# [Source material]

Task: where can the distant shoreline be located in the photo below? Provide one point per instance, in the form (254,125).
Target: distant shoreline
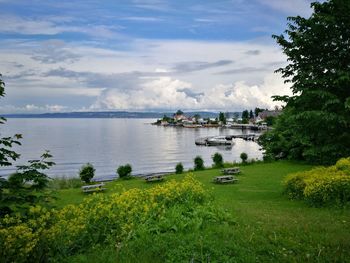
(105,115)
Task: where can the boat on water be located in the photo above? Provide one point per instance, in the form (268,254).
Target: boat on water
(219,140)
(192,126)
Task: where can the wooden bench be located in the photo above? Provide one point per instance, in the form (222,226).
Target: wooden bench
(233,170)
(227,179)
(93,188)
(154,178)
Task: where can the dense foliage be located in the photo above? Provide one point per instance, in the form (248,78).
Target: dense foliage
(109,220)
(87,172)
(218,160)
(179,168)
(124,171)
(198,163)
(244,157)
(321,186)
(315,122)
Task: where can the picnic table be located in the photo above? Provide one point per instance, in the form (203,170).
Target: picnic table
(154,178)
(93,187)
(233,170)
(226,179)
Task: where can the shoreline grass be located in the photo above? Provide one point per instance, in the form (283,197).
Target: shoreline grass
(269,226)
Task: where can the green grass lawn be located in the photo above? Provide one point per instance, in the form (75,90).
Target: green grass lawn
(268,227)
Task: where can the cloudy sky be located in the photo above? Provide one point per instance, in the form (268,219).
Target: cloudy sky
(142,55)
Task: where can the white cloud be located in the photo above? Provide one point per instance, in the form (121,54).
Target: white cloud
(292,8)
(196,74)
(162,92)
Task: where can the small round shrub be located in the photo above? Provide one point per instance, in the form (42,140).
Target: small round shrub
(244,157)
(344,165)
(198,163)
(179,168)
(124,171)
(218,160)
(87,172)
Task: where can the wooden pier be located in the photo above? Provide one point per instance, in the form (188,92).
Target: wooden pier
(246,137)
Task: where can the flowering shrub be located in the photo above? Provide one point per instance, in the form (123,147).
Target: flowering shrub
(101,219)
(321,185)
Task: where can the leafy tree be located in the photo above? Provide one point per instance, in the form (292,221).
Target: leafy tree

# [What this task involves]
Turn every line of the rows above into a numbered list with no blank lines, and leave the pictures out.

# [Solution below]
1. Task: where can the distant shoreline be located in the photo below? Provide one point per instance, in the form (254,125).
2. Target: distant shoreline
3. (105,115)
4. Task: where can the boat on water be located in the photo above? Provide one point per instance, in the form (268,254).
5. Target: boat on water
6. (219,140)
7. (192,126)
8. Task: where can the wooden bench be located in the photo above? Provide one point per instance, in the form (222,226).
9. Target: wooden bench
10. (233,170)
11. (227,179)
12. (93,188)
13. (154,178)
14. Task: where can the dense foliage be located in the photo above? Provide one point per instance, in the form (248,78).
15. Target: dense foliage
16. (109,220)
17. (87,172)
18. (218,160)
19. (179,168)
20. (124,171)
21. (198,163)
22. (244,157)
23. (321,186)
24. (315,122)
25. Task: where can the picnic table be located in the photo above? Provide one point per instance, in the form (203,170).
26. Target: picnic table
27. (154,178)
28. (93,187)
29. (233,170)
30. (226,179)
31. Task: where can the shoreline grass be located in the photo above? Provide one point per instance, in the form (283,197).
32. Target: shoreline grass
33. (269,226)
34. Task: where can the green grass lawn be located in the photo above? Provide one point per instance, in the form (75,90).
35. Target: green grass lawn
36. (268,227)
37. Task: where can the cloudy sky be located in the photo above? Provide one point per instance, in the form (268,219).
38. Target: cloudy sky
39. (142,55)
40. Task: where can the white cloud be located in the photo above? Provide one point per instance, in the form (121,54).
41. Target: white cloud
42. (292,8)
43. (196,74)
44. (162,92)
45. Task: where can the small round shrub be located in the photo above? Provide one point per instance, in the form (42,140).
46. Target: small round shrub
47. (244,157)
48. (344,165)
49. (198,163)
50. (179,168)
51. (124,171)
52. (218,160)
53. (87,172)
54. Task: where can the wooden pier be located in the photo above? Provide one point per instance, in the form (188,92).
55. Target: wooden pier
56. (246,137)
57. Task: where can the flowering shrub be located in the photo above? Provide one point per instance, in the form (123,147).
58. Target: flowering shrub
59. (101,219)
60. (321,185)
61. Task: where can the leafy tree be located in the photo above? Provide one point per instance, in the form (292,221).
62. Target: leafy tree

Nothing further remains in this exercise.